Costa blasted the House of Representatives for allowing the Farm Bill to disintegrate into petty, partisan politics. H.R. 1947, the Federal Agriculture Reform and Risk Management Act of 2013, would have provided the certainty needed for Valley agriculture to thrive and continue producing the healthy, safe foods that American families put on their dinner tables every night. Instead, the House again passed the buck on reforming the nation's agriculture policies, which will hurt American families and farmers.
"Growing up on a dairy you always knew when you stepped in it, unfortunately most of my colleagues never worked in a dairy," said Costa. "The Farm Bill is a jobs bill, and this dysfunctional Congress failed yet again to provide economic certainty to any sector of our economy. Failure to pass this bill is a slap in the face of our nation's farmers, consumers, and rural economy. Sadly, the incompetence and short-sightedness of this body continues to amaze me.

--- Parts of the exercise ---
A) In the Farm Bill statement, swap "American families" for "consumers" and write out the passage starting at "Costa blasted the" and ending at "families and farmers.".
B) Using the Farm Bill statement, decide whether each claim holds. Answer yes or no, and quote the words that settle it.
(i) Costa grew up on a dairy.
(ii) H.R. 1947 is the Federal Agriculture Reform and Risk Management Act of 2013.
(iii) Costa calls the Farm Bill a trade bill.
C) In the Farm Bill statement, who does Costa say the failure to pass the bill is a slap in the face of?
The data that come after this statement have nothing to do with it.

--- Source material ---
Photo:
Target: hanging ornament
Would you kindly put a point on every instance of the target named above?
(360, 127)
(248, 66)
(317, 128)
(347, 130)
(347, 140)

--- Answers for each item ---
A)
Costa blasted the House of Representatives for allowing the Farm Bill to disintegrate into petty, partisan politics. H.R. 1947, the Federal Agriculture Reform and Risk Management Act of 2013, would have provided the certainty needed for Valley agriculture to thrive and continue producing the healthy, safe foods that consumers put on their dinner tables every night. Instead, the House again passed the buck on reforming the nation's agriculture policies, which will hurt consumers and farmers.

B)
(i) Yes: "Growing up on a dairy you always knew when you stepped in it"
(ii) Yes: "H.R. 1947, the Federal Agriculture Reform and Risk Management Act of 2013"
(iii) No: "The Farm Bill is a jobs bill"

C) Our nation's farmers, consumers, and rural economy.